RECORDS SHOWN »
--*--

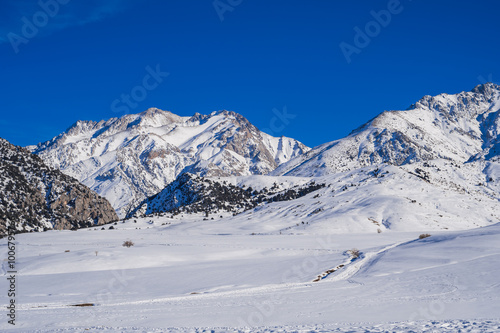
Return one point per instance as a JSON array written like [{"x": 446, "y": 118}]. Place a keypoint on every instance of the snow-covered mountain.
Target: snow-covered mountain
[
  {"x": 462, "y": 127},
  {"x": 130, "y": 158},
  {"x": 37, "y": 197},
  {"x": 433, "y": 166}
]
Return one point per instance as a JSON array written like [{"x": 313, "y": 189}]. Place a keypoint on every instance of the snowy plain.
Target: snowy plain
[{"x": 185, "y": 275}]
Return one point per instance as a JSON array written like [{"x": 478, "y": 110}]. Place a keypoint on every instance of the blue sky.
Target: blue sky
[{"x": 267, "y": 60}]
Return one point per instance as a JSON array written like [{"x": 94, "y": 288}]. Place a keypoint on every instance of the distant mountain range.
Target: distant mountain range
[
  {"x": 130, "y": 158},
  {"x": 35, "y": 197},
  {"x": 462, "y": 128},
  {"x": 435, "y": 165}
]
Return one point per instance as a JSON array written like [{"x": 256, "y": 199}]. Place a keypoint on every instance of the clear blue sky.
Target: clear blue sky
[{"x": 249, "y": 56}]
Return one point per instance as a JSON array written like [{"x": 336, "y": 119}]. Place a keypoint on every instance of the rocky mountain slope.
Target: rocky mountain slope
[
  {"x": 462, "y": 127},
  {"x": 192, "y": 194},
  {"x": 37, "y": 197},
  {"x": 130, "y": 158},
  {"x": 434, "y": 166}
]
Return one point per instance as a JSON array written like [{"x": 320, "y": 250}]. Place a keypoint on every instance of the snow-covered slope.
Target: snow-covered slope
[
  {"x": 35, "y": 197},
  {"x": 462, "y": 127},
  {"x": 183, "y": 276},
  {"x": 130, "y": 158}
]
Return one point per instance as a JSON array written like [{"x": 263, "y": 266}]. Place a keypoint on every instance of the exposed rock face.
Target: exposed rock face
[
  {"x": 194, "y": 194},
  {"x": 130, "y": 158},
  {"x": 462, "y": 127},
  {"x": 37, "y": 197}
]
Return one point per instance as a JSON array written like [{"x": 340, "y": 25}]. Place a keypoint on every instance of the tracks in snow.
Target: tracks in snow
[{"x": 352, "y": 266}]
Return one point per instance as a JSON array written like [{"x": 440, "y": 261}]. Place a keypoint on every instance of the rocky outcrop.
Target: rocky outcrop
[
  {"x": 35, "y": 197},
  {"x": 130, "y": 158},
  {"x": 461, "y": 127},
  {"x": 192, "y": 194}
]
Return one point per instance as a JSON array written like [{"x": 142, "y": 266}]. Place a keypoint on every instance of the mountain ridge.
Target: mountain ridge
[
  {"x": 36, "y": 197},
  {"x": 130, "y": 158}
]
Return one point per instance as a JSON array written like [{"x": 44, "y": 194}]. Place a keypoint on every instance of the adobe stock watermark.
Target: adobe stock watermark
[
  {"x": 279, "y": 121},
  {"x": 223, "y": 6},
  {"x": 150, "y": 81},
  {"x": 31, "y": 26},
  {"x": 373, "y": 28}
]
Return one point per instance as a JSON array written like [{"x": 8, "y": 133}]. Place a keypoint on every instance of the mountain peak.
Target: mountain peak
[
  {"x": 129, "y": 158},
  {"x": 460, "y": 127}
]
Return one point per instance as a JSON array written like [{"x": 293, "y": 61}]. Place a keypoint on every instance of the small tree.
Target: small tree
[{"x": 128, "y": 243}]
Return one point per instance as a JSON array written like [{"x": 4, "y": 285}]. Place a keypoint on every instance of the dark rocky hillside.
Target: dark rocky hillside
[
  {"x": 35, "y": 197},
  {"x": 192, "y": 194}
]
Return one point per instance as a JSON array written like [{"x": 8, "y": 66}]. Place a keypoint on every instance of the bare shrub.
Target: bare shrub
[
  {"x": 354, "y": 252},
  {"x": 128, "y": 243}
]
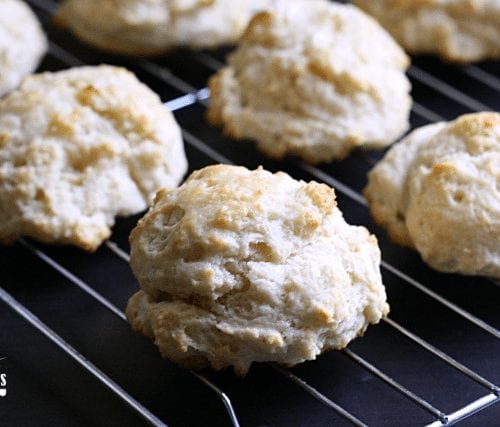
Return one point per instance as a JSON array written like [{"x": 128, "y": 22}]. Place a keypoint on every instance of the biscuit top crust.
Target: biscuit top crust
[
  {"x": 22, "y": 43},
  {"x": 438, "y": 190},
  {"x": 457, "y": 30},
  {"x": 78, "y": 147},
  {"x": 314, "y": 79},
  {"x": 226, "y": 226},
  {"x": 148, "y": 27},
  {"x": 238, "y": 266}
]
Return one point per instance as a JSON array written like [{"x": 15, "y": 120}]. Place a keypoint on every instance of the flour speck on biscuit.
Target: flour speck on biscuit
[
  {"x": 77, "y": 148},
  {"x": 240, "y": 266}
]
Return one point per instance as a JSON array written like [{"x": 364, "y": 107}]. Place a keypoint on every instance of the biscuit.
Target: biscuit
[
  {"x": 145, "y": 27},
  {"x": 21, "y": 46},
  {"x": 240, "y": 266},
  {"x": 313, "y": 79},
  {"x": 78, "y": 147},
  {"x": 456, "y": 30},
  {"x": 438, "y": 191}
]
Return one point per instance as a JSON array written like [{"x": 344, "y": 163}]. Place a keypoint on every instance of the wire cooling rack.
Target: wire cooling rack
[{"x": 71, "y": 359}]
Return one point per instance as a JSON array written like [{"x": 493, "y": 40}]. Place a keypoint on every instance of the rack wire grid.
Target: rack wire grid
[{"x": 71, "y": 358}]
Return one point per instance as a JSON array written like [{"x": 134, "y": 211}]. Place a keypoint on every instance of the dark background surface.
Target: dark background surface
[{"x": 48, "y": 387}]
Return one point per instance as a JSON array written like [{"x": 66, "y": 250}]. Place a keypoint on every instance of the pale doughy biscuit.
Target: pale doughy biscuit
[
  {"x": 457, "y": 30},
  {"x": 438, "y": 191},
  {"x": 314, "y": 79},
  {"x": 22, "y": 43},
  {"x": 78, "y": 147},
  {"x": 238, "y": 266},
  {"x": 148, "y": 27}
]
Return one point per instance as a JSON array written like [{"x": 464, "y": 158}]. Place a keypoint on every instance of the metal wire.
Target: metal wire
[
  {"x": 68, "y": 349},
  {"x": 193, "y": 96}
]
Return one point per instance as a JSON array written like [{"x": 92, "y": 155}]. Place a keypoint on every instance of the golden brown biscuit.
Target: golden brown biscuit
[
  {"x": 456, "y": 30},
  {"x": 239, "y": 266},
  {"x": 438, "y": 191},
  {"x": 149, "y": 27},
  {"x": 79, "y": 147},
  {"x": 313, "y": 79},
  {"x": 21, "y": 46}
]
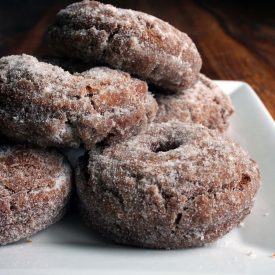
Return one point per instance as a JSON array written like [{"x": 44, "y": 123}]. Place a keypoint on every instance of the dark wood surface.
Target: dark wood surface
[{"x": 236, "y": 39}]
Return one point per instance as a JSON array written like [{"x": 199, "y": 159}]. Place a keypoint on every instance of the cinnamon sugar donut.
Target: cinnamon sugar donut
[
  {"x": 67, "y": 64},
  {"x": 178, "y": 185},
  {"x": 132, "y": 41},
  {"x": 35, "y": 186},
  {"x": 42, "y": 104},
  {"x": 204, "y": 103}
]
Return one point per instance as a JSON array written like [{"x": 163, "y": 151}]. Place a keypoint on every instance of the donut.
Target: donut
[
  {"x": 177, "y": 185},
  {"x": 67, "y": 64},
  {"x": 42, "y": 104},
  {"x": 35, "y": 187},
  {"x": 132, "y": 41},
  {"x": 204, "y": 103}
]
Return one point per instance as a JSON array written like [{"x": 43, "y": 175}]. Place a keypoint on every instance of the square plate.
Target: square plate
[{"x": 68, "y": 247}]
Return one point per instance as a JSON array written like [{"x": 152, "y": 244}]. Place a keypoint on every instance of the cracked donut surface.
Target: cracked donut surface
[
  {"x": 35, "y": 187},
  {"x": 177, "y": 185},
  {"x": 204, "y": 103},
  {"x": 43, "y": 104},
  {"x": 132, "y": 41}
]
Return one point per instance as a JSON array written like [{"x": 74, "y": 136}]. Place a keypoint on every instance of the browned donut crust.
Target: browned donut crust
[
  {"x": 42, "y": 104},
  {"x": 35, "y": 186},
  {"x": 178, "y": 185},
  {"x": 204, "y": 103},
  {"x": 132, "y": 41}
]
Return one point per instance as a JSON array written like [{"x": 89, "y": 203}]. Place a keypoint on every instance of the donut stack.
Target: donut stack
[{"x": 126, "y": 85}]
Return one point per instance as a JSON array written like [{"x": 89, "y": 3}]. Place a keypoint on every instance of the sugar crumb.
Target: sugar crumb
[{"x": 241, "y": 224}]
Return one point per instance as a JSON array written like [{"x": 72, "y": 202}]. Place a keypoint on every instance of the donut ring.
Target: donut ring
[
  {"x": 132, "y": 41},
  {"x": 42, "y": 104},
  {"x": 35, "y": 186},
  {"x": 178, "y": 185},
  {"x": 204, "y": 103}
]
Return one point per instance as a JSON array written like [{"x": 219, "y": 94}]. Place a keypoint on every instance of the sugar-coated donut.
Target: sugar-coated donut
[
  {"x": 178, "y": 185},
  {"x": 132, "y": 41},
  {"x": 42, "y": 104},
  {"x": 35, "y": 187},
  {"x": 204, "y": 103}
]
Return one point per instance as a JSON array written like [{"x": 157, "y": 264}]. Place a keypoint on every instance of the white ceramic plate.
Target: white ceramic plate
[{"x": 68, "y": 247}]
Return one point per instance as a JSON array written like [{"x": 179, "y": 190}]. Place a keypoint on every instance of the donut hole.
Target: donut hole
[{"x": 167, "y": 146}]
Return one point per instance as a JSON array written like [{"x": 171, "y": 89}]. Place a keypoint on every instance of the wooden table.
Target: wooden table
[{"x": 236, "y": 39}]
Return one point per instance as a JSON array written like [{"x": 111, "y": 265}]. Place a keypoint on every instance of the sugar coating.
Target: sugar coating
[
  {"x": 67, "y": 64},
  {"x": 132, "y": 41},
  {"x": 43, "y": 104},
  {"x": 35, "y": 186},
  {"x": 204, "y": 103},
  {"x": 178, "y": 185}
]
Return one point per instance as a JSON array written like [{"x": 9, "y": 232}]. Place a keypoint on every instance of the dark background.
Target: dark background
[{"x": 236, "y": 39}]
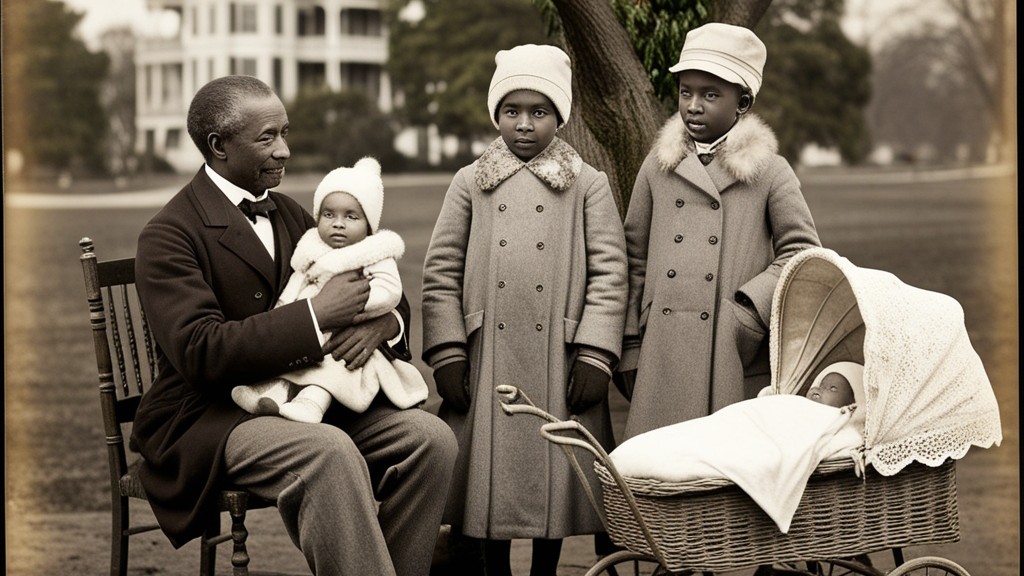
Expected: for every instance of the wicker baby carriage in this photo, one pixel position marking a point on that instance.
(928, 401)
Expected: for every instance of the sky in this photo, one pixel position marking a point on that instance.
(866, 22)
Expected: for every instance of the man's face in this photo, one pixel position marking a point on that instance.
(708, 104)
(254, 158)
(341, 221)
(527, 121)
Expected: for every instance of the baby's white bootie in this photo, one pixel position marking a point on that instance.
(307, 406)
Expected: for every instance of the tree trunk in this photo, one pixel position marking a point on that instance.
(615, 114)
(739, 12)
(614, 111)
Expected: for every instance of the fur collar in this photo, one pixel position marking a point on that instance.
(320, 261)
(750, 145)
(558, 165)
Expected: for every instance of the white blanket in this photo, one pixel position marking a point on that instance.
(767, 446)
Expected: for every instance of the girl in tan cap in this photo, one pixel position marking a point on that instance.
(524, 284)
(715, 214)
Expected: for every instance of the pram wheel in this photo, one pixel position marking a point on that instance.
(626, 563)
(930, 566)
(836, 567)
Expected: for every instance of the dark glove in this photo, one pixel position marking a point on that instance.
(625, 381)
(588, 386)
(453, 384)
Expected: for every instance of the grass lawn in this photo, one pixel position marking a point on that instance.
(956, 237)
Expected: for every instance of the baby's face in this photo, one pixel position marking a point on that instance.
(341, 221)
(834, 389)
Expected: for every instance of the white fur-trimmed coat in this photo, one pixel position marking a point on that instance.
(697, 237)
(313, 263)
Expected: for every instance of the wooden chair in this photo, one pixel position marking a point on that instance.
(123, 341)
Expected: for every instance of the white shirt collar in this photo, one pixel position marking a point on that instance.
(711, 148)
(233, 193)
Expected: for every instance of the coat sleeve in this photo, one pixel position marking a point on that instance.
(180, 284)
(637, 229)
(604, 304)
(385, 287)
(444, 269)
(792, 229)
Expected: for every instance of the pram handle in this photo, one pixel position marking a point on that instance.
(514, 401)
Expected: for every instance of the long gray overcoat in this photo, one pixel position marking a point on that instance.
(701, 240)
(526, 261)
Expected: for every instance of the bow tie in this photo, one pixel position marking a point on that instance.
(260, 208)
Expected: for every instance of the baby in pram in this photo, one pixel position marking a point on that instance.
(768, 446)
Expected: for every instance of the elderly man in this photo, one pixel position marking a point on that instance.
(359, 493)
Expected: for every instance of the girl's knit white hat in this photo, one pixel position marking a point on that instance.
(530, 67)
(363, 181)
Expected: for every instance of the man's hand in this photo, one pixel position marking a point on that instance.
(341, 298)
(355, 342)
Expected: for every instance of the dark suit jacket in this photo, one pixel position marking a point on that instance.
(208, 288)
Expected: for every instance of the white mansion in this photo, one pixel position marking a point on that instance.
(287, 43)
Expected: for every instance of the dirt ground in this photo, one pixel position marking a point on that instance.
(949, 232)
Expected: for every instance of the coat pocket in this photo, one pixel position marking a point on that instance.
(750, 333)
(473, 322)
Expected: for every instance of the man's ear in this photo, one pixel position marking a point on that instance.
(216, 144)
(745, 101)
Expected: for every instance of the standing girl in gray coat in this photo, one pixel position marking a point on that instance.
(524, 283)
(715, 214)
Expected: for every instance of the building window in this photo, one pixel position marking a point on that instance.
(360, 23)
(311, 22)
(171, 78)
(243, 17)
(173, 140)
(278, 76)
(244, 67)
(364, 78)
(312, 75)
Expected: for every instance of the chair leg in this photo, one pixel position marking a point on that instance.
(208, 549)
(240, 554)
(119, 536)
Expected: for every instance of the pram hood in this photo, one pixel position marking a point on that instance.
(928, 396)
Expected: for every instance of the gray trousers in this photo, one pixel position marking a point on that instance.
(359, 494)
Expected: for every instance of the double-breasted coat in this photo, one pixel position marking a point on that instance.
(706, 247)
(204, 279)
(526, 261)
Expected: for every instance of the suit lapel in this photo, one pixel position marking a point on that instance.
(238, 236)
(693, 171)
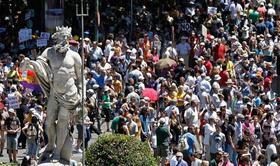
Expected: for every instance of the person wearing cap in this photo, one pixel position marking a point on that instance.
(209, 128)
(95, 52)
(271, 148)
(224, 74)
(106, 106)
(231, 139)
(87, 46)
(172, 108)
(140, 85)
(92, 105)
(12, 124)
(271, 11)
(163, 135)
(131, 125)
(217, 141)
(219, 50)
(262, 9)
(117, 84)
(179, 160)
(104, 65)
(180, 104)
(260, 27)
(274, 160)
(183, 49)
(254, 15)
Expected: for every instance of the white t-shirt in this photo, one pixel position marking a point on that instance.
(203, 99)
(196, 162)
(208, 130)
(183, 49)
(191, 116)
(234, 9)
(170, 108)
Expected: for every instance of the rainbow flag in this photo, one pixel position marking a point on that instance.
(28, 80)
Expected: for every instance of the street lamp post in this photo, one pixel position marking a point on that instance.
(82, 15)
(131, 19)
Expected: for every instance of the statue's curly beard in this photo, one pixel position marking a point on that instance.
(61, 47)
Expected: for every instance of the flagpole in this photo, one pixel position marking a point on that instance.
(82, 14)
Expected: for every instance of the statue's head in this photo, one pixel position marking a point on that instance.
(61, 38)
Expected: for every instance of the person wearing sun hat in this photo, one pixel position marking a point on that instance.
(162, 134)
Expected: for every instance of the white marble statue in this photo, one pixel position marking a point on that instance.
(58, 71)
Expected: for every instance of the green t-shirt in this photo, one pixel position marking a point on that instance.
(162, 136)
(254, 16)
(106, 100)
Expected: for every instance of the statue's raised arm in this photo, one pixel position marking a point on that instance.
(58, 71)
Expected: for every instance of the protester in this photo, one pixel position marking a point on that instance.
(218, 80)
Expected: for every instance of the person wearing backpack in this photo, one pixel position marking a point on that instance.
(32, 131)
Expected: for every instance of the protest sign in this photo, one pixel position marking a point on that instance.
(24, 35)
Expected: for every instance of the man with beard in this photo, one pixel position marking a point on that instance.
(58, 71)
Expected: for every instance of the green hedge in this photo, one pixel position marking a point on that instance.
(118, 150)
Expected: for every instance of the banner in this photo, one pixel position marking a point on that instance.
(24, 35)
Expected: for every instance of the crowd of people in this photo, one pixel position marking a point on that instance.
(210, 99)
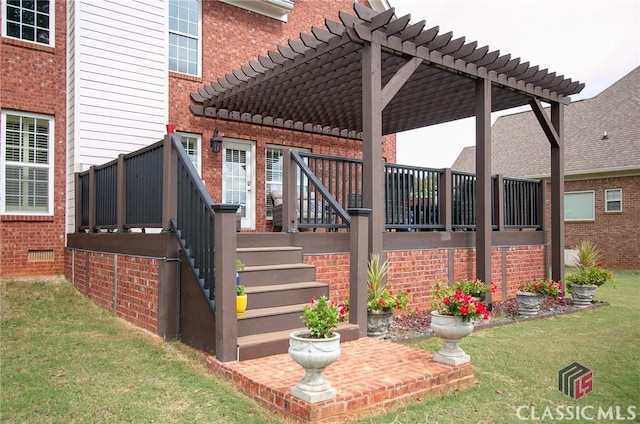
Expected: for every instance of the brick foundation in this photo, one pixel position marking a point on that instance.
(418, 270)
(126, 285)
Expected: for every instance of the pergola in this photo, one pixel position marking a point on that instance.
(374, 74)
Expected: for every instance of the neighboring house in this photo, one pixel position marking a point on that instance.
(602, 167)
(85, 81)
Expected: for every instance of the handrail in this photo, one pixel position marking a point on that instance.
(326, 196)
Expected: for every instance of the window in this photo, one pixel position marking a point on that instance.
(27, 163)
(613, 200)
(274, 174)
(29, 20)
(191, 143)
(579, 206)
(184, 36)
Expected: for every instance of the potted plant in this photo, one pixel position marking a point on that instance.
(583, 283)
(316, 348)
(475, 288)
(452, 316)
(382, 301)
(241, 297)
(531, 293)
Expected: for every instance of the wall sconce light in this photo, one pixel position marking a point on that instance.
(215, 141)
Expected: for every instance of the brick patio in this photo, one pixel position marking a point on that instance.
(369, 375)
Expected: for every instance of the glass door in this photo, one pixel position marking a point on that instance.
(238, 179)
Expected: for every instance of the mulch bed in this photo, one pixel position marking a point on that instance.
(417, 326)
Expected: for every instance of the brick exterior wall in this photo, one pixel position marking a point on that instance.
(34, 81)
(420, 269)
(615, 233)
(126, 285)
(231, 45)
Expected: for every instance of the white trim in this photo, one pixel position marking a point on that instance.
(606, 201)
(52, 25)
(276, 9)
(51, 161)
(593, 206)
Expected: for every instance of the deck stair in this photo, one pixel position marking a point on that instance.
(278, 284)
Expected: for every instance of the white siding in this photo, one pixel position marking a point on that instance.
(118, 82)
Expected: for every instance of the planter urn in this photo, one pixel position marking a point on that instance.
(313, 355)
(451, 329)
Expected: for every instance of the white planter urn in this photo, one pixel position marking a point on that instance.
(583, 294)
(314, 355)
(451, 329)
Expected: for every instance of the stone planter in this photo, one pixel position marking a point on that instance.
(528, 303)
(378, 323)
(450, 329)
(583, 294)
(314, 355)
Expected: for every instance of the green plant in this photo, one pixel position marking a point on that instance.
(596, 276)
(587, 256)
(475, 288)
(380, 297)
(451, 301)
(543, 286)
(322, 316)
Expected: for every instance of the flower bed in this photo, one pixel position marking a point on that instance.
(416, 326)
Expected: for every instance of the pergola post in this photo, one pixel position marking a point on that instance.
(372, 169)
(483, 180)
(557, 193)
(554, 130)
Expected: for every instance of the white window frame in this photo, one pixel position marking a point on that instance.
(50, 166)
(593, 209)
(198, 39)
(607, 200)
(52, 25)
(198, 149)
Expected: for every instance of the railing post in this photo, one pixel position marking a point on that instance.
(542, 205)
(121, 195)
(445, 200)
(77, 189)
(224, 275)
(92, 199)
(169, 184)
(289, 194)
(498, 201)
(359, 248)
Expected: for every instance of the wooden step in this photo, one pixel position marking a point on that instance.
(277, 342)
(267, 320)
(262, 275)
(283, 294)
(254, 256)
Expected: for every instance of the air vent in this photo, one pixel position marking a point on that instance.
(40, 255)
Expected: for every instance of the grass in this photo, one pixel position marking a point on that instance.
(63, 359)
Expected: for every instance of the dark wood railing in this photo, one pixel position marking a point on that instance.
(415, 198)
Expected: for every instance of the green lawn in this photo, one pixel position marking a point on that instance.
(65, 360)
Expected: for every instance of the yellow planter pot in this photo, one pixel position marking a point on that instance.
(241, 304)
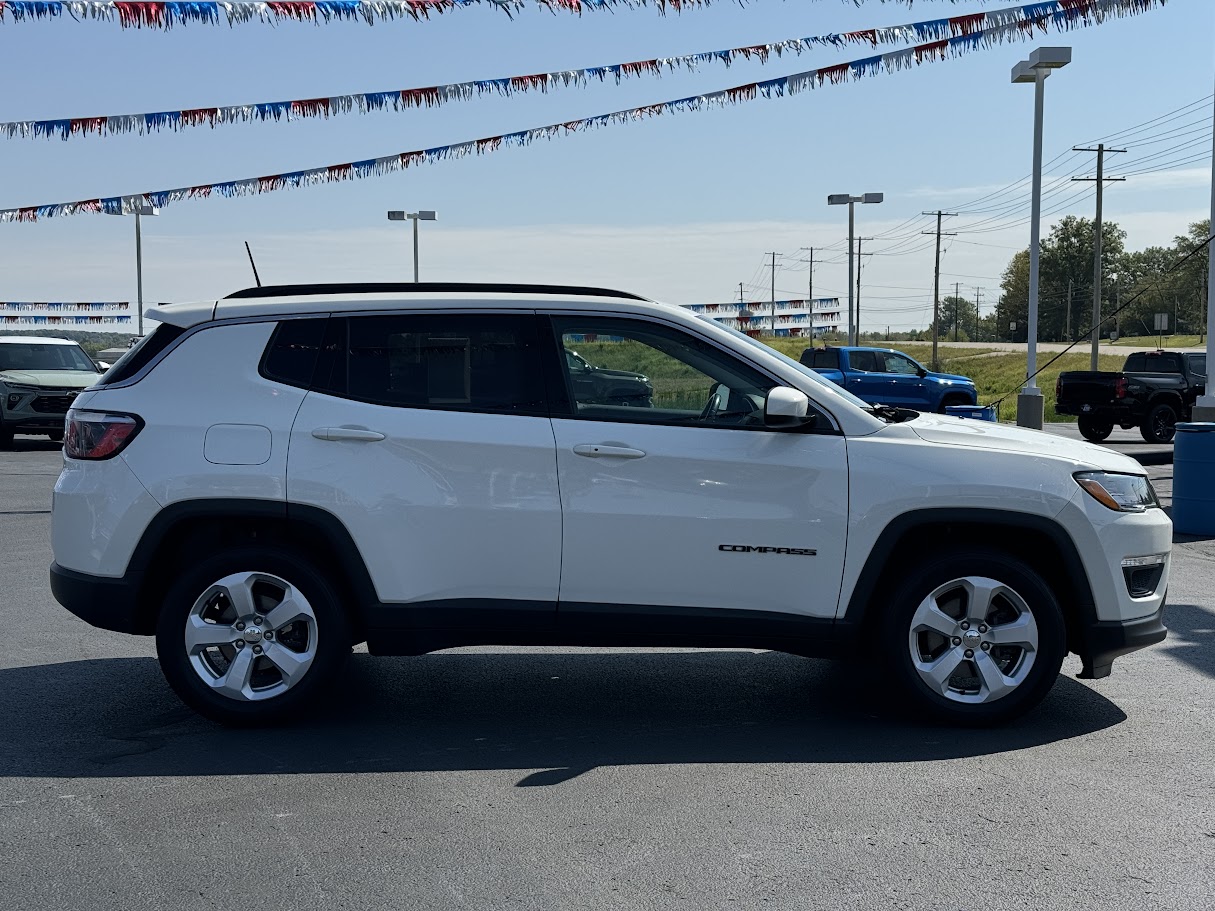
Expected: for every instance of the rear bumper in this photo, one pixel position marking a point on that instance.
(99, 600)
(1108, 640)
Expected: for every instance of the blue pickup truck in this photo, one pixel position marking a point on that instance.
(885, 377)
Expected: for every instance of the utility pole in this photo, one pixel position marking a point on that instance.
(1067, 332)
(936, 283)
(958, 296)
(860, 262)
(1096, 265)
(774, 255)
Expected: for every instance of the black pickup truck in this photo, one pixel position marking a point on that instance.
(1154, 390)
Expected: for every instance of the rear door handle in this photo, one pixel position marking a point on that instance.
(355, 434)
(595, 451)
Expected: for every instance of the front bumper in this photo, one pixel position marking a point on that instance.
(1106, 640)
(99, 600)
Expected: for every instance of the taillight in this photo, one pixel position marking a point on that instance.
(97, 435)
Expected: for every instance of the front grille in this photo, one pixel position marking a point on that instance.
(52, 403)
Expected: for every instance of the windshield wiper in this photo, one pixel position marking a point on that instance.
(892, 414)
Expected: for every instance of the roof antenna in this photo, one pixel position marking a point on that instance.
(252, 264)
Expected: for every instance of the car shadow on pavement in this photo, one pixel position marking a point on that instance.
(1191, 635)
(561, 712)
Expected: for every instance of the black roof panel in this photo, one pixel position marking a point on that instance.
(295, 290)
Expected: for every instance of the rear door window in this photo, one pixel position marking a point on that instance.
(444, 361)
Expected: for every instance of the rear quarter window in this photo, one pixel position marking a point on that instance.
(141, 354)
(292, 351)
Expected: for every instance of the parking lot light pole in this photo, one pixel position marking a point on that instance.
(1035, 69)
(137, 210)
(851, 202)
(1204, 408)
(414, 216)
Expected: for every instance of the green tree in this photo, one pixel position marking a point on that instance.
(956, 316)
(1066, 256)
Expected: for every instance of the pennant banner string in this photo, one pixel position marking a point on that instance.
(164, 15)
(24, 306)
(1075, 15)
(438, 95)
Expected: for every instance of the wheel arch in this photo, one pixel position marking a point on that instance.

--*--

The reply should hold only the lines of the listing above starting at the line containing "the mountain ridge." and ending at the line containing "adobe stock watermark.", exactly as written.

Return one point per instance as a JSON array written like [{"x": 142, "y": 266}]. Place a keypoint on every instance of the mountain ridge.
Target: mountain ridge
[
  {"x": 36, "y": 197},
  {"x": 130, "y": 158}
]
Return one point per instance as a JSON array written like [{"x": 44, "y": 194}]. Place a keypoint on every instance of the adobe stock watermark.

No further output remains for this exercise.